**** THE INPUT ****
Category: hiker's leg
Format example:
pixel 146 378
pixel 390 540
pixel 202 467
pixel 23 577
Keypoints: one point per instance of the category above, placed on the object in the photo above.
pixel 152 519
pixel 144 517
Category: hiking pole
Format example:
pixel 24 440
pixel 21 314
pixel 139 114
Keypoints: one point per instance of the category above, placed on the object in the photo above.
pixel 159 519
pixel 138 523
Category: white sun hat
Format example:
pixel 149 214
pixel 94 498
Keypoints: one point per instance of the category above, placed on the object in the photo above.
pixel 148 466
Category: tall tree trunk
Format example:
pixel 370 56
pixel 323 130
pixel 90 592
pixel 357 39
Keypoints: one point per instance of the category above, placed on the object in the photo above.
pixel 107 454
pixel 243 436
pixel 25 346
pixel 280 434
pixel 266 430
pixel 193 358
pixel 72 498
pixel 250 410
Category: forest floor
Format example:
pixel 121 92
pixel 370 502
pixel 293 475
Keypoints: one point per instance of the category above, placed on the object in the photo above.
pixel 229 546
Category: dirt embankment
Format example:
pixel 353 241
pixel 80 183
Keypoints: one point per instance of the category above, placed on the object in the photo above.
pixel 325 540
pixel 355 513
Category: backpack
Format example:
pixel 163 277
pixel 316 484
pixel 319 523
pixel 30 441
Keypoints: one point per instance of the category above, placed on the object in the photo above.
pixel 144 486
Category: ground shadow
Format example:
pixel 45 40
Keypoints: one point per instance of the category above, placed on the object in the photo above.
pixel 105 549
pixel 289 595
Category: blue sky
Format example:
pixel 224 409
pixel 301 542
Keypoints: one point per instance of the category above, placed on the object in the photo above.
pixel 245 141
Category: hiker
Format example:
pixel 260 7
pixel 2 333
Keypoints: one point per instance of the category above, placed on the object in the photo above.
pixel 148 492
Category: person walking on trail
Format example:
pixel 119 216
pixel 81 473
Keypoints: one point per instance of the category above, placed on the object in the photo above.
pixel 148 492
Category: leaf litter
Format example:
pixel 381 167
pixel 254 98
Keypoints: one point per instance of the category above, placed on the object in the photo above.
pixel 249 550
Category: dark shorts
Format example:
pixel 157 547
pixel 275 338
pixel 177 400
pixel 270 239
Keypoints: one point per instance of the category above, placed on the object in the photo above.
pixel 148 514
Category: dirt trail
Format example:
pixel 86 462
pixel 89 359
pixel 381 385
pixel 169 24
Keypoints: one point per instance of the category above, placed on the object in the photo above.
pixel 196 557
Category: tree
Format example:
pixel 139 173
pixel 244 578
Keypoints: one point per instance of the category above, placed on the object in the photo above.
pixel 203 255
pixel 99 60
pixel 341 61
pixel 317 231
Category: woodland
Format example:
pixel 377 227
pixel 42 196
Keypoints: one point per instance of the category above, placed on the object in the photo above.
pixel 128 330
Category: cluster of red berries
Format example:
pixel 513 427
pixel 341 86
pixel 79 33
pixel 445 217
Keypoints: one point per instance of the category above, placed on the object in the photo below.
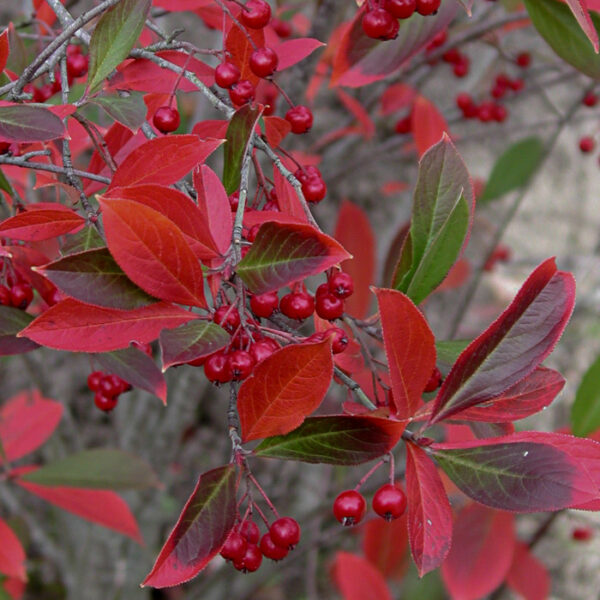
pixel 245 551
pixel 389 502
pixel 107 387
pixel 380 21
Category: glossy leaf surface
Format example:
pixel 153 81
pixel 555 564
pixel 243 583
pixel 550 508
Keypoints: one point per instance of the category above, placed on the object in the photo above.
pixel 283 389
pixel 202 528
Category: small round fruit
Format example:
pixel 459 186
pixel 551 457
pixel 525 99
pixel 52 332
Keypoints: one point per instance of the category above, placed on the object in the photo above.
pixel 270 549
pixel 256 14
pixel 389 502
pixel 349 508
pixel 285 532
pixel 263 62
pixel 300 118
pixel 226 75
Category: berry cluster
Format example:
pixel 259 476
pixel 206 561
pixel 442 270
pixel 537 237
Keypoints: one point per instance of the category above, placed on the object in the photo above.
pixel 107 387
pixel 246 552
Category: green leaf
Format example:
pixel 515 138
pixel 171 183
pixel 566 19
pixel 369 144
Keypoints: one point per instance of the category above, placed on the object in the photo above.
pixel 239 131
pixel 557 25
pixel 440 221
pixel 286 252
pixel 335 440
pixel 513 169
pixel 100 468
pixel 585 412
pixel 114 36
pixel 95 277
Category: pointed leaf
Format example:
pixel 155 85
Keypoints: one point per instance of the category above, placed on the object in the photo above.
pixel 239 130
pixel 409 348
pixel 557 25
pixel 513 169
pixel 513 473
pixel 137 368
pixel 114 36
pixel 483 543
pixel 284 253
pixel 191 341
pixel 78 327
pixel 100 468
pixel 27 420
pixel 153 252
pixel 429 513
pixel 336 440
pixel 200 532
pixel 22 123
pixel 163 160
pixel 283 389
pixel 94 277
pixel 513 345
pixel 358 579
pixel 37 225
pixel 441 218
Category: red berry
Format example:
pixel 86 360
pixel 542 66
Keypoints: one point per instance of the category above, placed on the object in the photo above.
pixel 263 305
pixel 401 9
pixel 300 118
pixel 379 24
pixel 297 305
pixel 270 549
pixel 166 119
pixel 349 507
pixel 389 502
pixel 263 62
pixel 226 75
pixel 285 532
pixel 256 14
pixel 216 368
pixel 329 307
pixel 242 92
pixel 105 403
pixel 235 547
pixel 21 295
pixel 428 7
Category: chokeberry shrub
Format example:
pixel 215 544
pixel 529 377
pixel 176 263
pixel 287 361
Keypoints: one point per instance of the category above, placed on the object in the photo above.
pixel 271 270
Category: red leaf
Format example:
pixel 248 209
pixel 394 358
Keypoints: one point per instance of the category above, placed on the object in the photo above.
pixel 513 345
pixel 284 388
pixel 38 225
pixel 103 507
pixel 482 550
pixel 200 532
pixel 293 51
pixel 152 251
pixel 385 545
pixel 358 579
pixel 12 555
pixel 355 233
pixel 528 576
pixel 409 347
pixel 78 327
pixel 177 207
pixel 214 206
pixel 429 513
pixel 27 420
pixel 427 124
pixel 163 160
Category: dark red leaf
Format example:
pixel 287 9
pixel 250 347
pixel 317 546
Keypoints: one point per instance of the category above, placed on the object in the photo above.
pixel 200 532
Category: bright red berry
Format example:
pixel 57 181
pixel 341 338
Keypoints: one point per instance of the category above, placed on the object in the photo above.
pixel 389 502
pixel 166 119
pixel 349 507
pixel 256 14
pixel 226 75
pixel 300 118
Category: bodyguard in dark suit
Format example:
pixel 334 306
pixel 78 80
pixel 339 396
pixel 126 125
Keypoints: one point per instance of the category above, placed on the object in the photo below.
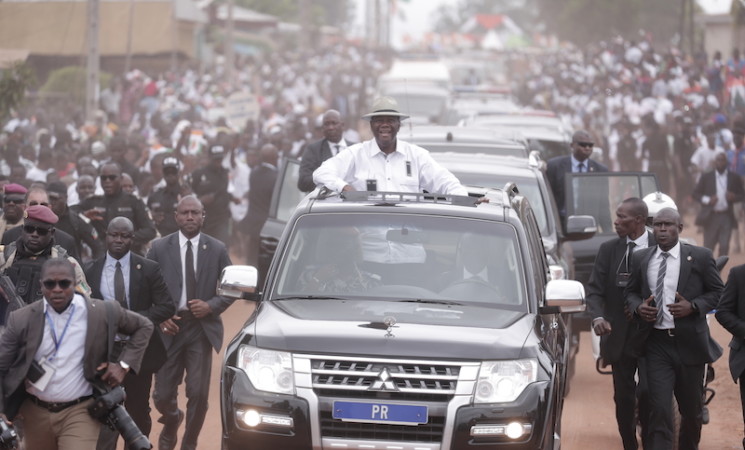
****
AIM: Rewrite the material from the line containing "Category: backpack" through the line containing "pixel 144 486", both included. Raise both coordinates of each placed keypoint by 103 and leave every other line unchanged.

THE OUTPUT:
Category: backpack
Format example:
pixel 163 277
pixel 316 484
pixel 319 523
pixel 30 441
Keypoints: one point per instance of the category above, placed on the object in the photo above.
pixel 247 589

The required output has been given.